### [Document passage]
Trauma | Depression | Anxiety | Women’s Well-Being | Life Transitions | Military | Couples
Trauma has a way of showing up and persisting despite our efforts to keep it at bay. For some, it’s like a thorn that has settled into place and doesn’t hurt too badly as long as you focus your attention elsewhere. For others, it’s an unavoidable, constant source of pain, anger, and fear. Whether it happened recently or decades ago, trauma can take up valuable space in our lives. This may come in the form of unwanted memories, difficulty trusting others, feeling on edge, irritability, avoiding certain situations, or maybe all of the above. Unfortunately, efforts to avoid thinking about past traumatic events often keep people from seeking treatment and finding relief. Although challenging, addressing and resolving emotional wounds can be incredibly liberating and rewarding. Trauma treatment can positively shift the lens through which you see yourself, your relationships, and ultimately the world around you.
You may notice yourself feeling more sad and tearful than usual. Or, perhaps you feel numb and indifferent. Maybe you’re tired all the time, it’s difficult to enjoy things you used to, or completing everyday tasks feels insurmountable. Depression can look a little different for each person but one thing is probably clear: you want to feel better. Our work will involve identifying attainable steps toward revitalization so that you can begin tackling current challenges with a sense of direction and clarity. And perhaps more importantly, so that you can get in touch with the parts of your life that make it all worthwhile.
There are many ways that anxiety can manifest in our lives. At low, manageable levels, anxiety can actually be beneficial and help drive us. It can keep us on track to meet deadlines or prevent us from getting complacent. However, most people come to therapy when anxiety begins to feel more harmful than helpful. Whether it’s a specific worry that keeps coming up, or a chronic, global anxiety that affects multiple areas of your life, we will work together to turn down the volume on anxiety and start making room for what’s important to you.
Daughters, sisters, mothers, partners, confidants, innovators, storytellers, trailblazers. There is no shortage of roles that women take on throughout life. These roles are often embraced with immeasurable heart and grit and little-to-no complaint. And yet, struggle exists. You may be hesitant to discuss these issues, or you may feel like screaming them from the rooftops. Either way, I’d love to hear them. Too often, women carry shame, guilt, and self-criticism on top of the day-to-day stress of juggling it all. From difficulties surrounding career, pregnancy, childbirth, and motherhood to the lasting effects of abuse and interpersonal trauma, therapy can provide a much-needed space to process these experiences. I am deeply passionate about women’s advocacy and empowerment and have trained extensively in women’s mental health.

### [Information provided]
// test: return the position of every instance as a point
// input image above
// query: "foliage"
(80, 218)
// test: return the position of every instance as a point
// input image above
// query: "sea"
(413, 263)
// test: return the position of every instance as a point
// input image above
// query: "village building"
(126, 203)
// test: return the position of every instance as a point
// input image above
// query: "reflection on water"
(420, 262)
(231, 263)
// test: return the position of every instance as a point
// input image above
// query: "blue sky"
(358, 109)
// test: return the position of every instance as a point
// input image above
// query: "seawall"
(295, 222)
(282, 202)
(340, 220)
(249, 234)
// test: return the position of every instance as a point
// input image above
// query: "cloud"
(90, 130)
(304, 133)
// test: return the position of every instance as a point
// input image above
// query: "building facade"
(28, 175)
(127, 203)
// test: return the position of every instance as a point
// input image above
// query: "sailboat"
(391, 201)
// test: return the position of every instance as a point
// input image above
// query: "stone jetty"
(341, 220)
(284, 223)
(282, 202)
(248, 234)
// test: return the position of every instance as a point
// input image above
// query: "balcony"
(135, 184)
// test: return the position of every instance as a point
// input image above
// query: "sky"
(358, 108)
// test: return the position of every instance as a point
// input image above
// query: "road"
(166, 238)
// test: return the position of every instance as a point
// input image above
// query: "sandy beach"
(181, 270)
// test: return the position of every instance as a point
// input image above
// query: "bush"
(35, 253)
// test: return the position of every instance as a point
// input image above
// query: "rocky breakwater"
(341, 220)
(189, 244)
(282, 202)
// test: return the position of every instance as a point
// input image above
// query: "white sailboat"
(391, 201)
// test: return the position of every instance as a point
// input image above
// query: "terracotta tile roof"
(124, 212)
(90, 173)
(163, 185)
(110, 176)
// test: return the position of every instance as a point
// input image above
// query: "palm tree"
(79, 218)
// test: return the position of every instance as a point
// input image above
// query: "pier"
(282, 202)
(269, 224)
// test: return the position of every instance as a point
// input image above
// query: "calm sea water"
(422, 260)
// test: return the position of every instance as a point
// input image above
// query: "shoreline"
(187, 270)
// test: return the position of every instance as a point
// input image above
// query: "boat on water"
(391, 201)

### [What to work on]
1. In the therapy services text, what can anxiety at low, manageable levels help us do?
2. Extend the therapy services text by writing the section that follows the last one shown.

### [Answers to the exercise]
1. It can keep us on track to meet deadlines or prevent us from getting complacent.

2.
Life is always in flux. And sometimes major life events can disrupt our equilibrium. Relocations, breakups, new family structure, career shifts, loss, health issues, and educational pursuits are just a few of the many changes that can leave us feeling unsettled, disoriented, and off-track. No matter which season of life you are in, we will explore the aspects of your transition that feel particularly challenging and work to help you acclimate, embrace, or perhaps even reevaluate this next chapter in your story.
Being a member of the military, either currently or in the past, provides a unique perspective that can be difficult for others to fully grasp. Power structure, leadership, deployments, distance, trauma, unhealthy coping, strained relationships, and transition to civilian life, are among the many topics frequently addressed in my prior work with veterans and active-duty service members. There is often limited space to process these issues at work or at home, or even overt signs that these types of conversations are unwelcome. As time goes on, it may become more apparent that help is needed and yet, simultaneously more challenging to know where to start. Your story is important and I hope that you can find the courage to share it.
Humans are hardwired for connection. We hope to be fully seen, understood, and accepted by those closest to us. And yet oftentimes our connections falter. Whether you are looking to address those seemingly unsolvable issues, mend past relational injuries, or strengthen your current bond, couples therapy offers a space fully dedicated to deepening your understanding of your relationship and each other. Our meaningful relationships are always worthy of time and attention.